## START
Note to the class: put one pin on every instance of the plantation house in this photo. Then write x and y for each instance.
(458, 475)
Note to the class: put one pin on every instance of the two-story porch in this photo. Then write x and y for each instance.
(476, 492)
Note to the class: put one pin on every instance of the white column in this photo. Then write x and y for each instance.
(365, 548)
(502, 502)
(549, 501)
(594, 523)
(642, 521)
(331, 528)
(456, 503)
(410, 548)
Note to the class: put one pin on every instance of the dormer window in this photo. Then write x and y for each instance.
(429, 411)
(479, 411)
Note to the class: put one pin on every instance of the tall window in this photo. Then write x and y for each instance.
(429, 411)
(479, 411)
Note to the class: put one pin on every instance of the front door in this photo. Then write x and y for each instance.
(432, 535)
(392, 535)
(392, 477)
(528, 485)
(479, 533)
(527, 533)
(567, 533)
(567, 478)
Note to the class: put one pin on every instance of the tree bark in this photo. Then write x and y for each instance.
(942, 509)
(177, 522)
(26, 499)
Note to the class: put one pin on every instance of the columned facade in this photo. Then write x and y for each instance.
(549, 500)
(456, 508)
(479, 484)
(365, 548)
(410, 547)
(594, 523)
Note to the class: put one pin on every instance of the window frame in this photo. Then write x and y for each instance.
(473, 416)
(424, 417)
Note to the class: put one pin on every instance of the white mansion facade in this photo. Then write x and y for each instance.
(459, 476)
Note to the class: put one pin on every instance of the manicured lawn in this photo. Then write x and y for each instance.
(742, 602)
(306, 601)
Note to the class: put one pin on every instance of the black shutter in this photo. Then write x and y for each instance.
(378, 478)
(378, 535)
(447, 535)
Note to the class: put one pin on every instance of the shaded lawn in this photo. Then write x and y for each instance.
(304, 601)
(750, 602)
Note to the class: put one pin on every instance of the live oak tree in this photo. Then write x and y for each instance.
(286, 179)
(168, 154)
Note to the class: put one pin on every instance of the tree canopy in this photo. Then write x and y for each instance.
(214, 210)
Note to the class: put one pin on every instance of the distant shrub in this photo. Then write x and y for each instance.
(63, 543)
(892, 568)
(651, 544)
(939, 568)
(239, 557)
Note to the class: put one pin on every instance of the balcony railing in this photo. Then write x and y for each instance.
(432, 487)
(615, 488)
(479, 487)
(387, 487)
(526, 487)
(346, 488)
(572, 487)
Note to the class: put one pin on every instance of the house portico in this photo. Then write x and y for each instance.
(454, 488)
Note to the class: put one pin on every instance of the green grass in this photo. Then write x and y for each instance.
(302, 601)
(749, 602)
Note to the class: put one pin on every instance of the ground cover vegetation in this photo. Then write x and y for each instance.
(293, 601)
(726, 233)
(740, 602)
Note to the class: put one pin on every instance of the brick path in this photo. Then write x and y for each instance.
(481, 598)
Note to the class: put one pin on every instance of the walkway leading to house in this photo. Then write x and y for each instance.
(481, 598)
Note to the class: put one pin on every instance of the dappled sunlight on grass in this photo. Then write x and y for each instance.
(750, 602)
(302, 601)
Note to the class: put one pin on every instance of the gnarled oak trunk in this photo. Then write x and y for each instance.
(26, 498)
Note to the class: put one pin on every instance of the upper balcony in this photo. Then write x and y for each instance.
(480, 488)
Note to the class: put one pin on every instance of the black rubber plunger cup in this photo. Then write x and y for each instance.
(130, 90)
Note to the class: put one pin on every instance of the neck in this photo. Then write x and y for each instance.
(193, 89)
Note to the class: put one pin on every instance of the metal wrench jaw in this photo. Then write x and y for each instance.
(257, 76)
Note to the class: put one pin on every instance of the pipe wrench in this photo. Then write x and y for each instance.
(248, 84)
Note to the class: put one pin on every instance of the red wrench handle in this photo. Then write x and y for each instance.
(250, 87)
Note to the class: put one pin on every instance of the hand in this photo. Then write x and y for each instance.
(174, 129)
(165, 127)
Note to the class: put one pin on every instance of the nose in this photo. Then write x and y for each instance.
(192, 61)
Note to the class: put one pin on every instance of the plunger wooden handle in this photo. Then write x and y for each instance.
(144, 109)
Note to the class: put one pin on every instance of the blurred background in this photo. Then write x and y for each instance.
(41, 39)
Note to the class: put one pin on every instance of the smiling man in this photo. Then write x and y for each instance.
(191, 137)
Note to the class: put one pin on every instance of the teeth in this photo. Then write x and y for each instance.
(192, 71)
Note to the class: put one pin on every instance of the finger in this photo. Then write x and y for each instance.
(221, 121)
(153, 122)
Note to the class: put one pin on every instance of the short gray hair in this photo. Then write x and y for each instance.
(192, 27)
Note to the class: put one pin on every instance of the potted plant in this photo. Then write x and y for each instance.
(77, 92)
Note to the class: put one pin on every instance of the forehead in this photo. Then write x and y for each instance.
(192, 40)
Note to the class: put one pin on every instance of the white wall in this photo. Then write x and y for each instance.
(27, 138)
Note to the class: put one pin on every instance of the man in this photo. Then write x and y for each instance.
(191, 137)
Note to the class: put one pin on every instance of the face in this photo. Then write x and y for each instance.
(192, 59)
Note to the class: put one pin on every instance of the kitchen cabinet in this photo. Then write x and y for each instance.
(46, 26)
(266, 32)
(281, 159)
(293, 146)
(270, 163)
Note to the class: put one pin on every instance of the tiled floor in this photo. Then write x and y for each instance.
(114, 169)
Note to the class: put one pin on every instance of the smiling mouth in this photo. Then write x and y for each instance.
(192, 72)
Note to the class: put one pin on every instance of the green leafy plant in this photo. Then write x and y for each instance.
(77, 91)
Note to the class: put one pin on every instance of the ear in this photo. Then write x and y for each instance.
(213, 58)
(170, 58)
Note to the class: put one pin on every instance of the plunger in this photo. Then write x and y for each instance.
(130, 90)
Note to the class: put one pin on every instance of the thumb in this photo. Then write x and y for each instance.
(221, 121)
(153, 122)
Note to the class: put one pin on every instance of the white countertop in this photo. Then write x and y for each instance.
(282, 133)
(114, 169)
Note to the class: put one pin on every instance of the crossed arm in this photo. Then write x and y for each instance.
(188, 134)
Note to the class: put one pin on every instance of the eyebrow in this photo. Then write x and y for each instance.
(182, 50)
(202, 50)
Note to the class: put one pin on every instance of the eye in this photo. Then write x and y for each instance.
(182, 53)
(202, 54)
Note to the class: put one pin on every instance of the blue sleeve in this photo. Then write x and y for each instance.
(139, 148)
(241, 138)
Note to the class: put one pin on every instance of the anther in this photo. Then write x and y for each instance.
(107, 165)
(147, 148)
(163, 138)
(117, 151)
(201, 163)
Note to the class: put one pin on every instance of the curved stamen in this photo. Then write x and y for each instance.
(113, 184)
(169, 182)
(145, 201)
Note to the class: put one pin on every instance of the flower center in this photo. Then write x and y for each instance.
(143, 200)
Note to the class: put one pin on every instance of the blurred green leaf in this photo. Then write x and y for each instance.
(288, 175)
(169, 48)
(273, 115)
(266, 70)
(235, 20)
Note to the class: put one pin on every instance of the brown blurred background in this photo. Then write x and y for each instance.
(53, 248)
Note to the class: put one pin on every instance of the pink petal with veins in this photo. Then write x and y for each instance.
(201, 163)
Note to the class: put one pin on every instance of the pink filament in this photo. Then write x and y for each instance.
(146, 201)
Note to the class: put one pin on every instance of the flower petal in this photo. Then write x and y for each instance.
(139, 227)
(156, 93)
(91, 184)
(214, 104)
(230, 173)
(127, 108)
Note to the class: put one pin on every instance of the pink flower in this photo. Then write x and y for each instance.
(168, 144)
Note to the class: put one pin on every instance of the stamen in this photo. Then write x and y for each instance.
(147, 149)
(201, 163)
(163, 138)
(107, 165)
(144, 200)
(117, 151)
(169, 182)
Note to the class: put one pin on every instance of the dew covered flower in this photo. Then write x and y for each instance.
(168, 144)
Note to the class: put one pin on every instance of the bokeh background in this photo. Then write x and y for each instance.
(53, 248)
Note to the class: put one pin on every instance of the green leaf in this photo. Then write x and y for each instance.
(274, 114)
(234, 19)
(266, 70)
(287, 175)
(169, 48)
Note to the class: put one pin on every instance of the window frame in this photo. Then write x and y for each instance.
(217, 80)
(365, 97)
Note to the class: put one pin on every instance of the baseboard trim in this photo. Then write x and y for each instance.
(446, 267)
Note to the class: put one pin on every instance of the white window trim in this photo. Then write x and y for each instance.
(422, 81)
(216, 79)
## END
## START
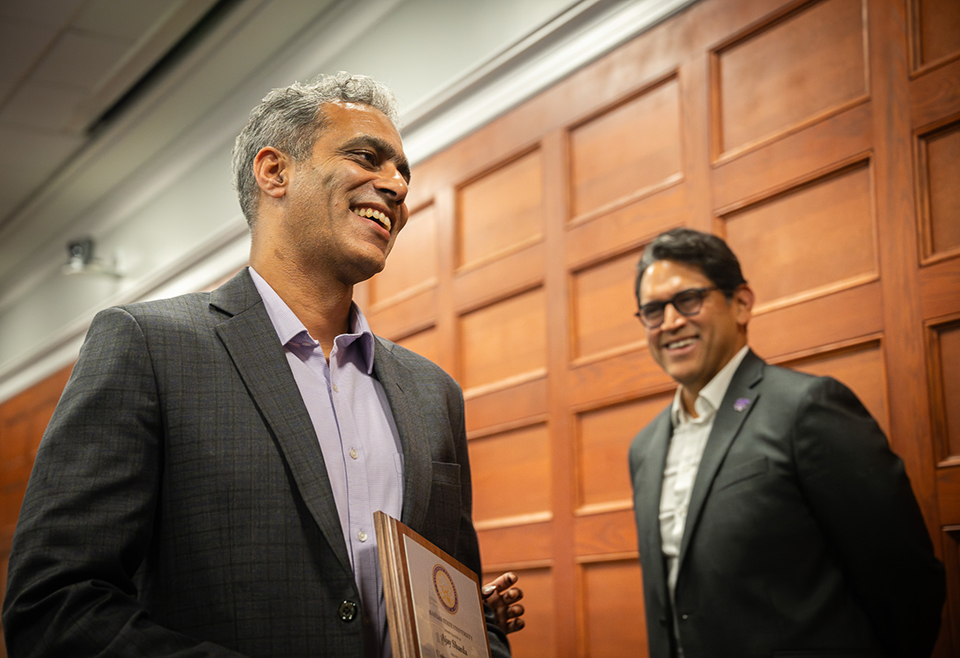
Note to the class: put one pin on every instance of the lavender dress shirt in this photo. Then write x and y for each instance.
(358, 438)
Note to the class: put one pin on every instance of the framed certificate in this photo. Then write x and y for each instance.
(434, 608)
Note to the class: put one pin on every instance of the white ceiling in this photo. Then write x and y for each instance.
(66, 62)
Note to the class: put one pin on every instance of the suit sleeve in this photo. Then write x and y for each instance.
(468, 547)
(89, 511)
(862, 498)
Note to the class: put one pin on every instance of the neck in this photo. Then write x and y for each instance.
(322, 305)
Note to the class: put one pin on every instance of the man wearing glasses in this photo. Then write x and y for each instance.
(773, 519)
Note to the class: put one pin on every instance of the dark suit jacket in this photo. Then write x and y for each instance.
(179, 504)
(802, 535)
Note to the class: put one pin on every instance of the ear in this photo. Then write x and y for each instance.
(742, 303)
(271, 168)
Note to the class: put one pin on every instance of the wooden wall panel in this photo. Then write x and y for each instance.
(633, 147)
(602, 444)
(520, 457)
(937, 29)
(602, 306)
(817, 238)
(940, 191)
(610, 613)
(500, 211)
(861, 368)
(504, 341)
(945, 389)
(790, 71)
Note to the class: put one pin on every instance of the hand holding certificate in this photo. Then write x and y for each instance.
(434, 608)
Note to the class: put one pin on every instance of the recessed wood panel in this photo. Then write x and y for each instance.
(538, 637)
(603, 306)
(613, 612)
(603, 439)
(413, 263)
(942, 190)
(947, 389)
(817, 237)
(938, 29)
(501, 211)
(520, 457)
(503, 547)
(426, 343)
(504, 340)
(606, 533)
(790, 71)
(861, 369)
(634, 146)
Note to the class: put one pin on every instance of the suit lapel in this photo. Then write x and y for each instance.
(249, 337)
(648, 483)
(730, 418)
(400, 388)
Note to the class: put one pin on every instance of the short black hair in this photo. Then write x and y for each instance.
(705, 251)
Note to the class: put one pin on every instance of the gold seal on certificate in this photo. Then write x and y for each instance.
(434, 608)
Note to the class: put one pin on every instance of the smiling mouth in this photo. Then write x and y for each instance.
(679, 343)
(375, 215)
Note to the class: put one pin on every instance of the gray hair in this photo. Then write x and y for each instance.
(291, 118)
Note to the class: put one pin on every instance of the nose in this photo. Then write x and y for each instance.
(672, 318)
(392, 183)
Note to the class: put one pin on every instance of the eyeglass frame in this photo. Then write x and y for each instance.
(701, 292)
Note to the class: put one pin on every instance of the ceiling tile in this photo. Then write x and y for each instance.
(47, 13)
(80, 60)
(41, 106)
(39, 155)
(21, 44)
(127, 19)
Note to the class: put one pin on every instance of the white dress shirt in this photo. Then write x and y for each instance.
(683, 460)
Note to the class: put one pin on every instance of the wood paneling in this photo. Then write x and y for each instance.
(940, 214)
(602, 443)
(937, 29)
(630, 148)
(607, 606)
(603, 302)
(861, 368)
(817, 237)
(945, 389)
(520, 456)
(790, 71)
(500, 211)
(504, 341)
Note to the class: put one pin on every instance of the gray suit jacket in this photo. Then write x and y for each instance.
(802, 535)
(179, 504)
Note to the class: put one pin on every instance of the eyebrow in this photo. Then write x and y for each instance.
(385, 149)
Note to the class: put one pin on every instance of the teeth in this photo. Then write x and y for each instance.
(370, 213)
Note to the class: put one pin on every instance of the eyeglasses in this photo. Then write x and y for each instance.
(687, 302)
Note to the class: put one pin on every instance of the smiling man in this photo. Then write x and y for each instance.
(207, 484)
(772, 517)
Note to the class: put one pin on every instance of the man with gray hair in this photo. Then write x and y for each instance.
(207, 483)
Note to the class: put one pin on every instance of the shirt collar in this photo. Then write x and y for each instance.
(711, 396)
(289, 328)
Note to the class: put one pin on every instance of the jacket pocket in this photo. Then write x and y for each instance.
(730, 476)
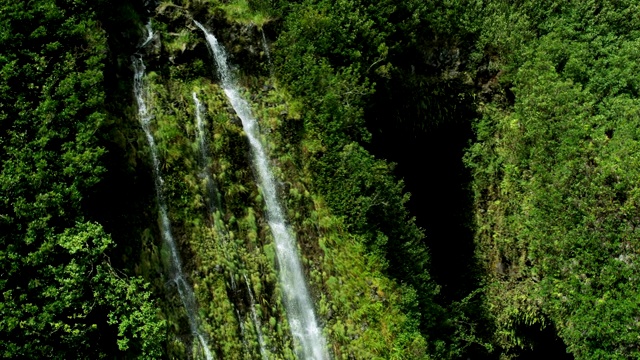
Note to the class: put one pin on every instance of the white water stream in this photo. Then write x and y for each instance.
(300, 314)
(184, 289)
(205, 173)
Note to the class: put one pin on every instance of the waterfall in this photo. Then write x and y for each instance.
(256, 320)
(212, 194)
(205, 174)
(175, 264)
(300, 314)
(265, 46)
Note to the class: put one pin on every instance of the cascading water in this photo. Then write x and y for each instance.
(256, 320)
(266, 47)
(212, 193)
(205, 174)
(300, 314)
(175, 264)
## END
Stated goal:
How many lines in the records above contain the string "jacket"? Case counts. Reply with the number alone.

Response to the exercise:
3